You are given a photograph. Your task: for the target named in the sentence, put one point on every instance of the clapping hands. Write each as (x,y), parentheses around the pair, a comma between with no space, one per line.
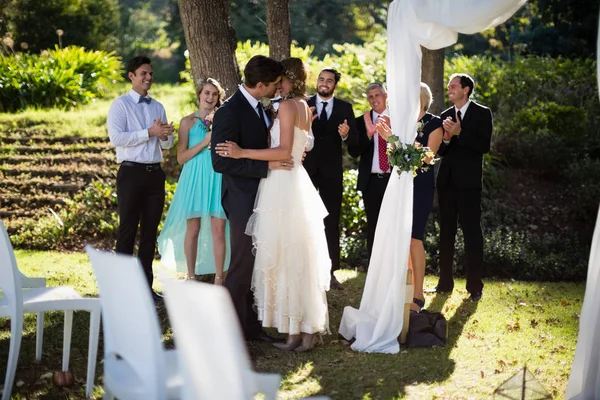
(161,130)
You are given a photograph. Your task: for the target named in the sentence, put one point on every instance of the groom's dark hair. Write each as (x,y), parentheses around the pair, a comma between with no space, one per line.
(262,69)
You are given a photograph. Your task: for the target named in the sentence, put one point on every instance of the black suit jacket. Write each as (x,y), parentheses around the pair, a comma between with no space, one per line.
(363,148)
(237,121)
(326,156)
(462,158)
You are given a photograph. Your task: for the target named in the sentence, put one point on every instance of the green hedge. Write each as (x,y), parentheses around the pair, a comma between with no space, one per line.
(62,78)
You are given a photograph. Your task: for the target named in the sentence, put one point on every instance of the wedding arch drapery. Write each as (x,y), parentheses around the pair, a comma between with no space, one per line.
(584,382)
(411,23)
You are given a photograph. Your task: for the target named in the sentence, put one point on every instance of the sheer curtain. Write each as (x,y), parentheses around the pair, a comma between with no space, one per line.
(411,23)
(584,382)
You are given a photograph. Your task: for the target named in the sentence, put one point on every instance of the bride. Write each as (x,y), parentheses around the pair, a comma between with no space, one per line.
(292,266)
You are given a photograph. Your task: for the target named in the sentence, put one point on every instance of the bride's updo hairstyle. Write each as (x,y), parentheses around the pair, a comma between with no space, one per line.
(295,70)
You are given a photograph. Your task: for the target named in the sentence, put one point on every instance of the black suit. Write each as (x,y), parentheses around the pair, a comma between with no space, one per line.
(459,186)
(237,121)
(371,185)
(324,166)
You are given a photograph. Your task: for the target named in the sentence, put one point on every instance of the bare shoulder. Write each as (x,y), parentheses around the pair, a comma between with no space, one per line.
(188,121)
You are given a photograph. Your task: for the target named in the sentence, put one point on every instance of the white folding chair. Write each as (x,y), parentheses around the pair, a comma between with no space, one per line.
(136,365)
(40,299)
(212,354)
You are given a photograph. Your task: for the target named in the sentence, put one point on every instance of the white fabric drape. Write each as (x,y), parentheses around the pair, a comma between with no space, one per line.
(411,23)
(584,382)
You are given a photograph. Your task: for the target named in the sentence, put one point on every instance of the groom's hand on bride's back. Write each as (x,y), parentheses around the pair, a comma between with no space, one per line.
(287,165)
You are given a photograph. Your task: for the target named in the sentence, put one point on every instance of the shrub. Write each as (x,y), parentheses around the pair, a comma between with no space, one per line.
(353,232)
(62,78)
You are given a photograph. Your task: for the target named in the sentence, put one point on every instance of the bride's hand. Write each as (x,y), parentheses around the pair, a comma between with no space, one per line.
(229,150)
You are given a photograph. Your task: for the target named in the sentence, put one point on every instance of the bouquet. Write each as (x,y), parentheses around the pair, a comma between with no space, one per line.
(409,157)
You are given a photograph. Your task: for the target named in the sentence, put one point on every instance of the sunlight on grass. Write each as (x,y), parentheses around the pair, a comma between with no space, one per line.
(515,324)
(90,120)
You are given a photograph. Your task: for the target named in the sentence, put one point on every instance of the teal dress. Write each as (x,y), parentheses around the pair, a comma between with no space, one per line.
(198,195)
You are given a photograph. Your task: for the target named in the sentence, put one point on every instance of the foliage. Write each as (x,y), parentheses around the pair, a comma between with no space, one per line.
(408,157)
(353,232)
(149,29)
(87,23)
(62,78)
(315,23)
(541,27)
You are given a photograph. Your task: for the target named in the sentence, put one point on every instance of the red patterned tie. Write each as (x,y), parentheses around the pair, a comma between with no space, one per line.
(384,163)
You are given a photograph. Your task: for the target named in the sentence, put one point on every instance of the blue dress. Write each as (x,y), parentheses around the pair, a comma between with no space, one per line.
(424,182)
(198,195)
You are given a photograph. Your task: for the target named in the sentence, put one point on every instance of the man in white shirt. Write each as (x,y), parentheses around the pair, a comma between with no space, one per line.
(374,167)
(138,128)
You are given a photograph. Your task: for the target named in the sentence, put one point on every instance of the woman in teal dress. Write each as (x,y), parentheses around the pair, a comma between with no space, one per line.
(193,239)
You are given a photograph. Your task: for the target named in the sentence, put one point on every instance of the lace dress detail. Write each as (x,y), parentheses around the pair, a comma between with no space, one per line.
(292,267)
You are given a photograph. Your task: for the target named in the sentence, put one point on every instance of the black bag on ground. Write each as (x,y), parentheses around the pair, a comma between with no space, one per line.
(427,329)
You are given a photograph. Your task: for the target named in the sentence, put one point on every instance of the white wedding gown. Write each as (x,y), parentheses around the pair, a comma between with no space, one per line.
(292,267)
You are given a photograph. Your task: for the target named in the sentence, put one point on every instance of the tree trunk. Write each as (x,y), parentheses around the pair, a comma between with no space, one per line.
(432,73)
(278,28)
(210,39)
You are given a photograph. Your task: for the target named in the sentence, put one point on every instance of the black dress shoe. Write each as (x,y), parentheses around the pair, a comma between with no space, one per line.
(438,289)
(335,284)
(157,296)
(263,337)
(475,296)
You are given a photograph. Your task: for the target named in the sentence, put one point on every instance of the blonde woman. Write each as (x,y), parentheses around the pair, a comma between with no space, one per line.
(193,238)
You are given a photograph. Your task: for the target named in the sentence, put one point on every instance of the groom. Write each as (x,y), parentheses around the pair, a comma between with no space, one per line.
(241,119)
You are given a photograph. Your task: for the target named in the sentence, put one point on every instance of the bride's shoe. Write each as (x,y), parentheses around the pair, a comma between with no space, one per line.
(292,343)
(309,340)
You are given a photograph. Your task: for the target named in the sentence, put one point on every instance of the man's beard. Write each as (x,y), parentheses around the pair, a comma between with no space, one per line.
(325,92)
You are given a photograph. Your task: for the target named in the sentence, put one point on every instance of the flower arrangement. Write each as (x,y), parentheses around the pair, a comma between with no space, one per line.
(409,157)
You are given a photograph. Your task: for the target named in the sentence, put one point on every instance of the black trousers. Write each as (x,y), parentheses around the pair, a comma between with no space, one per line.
(461,206)
(372,197)
(241,265)
(141,198)
(330,190)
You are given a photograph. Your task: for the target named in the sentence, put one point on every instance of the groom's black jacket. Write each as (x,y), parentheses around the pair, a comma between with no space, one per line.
(238,122)
(462,158)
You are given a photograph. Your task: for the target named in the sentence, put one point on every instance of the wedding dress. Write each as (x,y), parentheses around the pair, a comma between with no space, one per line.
(292,266)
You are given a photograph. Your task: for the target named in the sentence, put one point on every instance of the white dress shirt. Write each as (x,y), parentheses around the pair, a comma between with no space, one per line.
(128,122)
(319,104)
(463,111)
(375,165)
(254,103)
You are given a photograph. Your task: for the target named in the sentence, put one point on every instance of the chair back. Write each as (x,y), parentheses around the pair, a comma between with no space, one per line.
(131,328)
(212,353)
(10,282)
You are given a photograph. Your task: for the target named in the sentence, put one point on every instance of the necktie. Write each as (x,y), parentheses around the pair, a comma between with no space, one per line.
(323,116)
(261,113)
(384,162)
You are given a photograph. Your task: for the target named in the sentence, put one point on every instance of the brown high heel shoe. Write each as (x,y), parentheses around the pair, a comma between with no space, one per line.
(309,340)
(292,343)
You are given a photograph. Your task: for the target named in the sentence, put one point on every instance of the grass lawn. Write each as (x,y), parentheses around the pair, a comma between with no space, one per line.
(90,120)
(515,324)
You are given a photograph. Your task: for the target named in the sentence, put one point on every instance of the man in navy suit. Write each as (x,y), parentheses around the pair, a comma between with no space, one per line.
(334,124)
(241,119)
(467,136)
(374,168)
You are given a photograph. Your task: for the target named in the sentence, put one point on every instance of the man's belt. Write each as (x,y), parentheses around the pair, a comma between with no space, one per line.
(148,167)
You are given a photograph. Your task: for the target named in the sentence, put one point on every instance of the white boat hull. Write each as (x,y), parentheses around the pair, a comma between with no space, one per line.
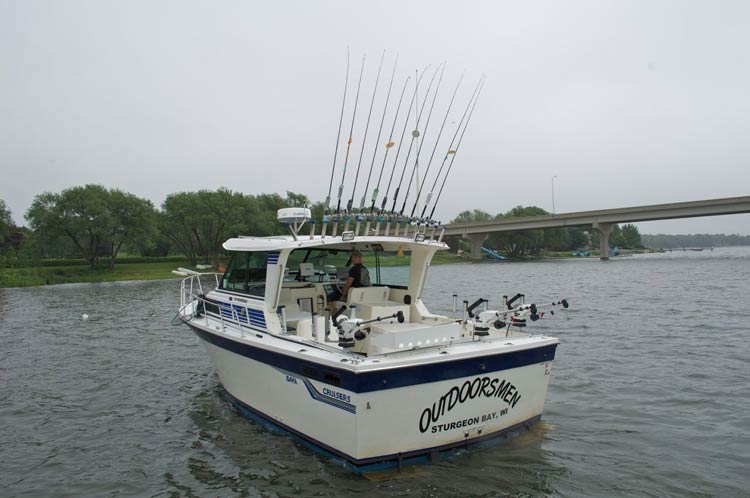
(375,424)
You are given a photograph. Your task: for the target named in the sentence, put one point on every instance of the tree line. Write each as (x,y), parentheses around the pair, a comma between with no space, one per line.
(517,244)
(97,225)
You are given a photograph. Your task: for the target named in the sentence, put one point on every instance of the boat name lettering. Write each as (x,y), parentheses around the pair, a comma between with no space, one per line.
(470,389)
(336,395)
(468,422)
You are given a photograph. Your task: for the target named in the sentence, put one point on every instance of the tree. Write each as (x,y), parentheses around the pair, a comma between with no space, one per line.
(198,223)
(96,220)
(6,222)
(519,243)
(630,237)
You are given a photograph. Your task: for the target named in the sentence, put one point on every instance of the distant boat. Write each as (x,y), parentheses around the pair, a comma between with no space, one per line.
(493,254)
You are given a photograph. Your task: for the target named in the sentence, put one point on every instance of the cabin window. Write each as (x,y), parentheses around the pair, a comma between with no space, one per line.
(316,265)
(246,273)
(386,268)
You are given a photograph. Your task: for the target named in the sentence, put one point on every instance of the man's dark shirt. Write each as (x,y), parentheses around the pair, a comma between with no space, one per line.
(360,274)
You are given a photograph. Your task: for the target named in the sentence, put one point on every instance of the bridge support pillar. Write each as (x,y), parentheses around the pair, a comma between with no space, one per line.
(605,230)
(476,240)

#####

#### PROBLEM:
Quote exactly what appears from the line containing "of the bridge" through the final line of the listing above, including both of those lines.

#### OUTPUT FOR THIS TASK:
You are given a photograph. Your task: for the target named in the sentence, put one point on every instance of the bridge support pillar. Write each as (x,y), parentheses around the pair, a comma between with no space, one per line.
(605,230)
(476,240)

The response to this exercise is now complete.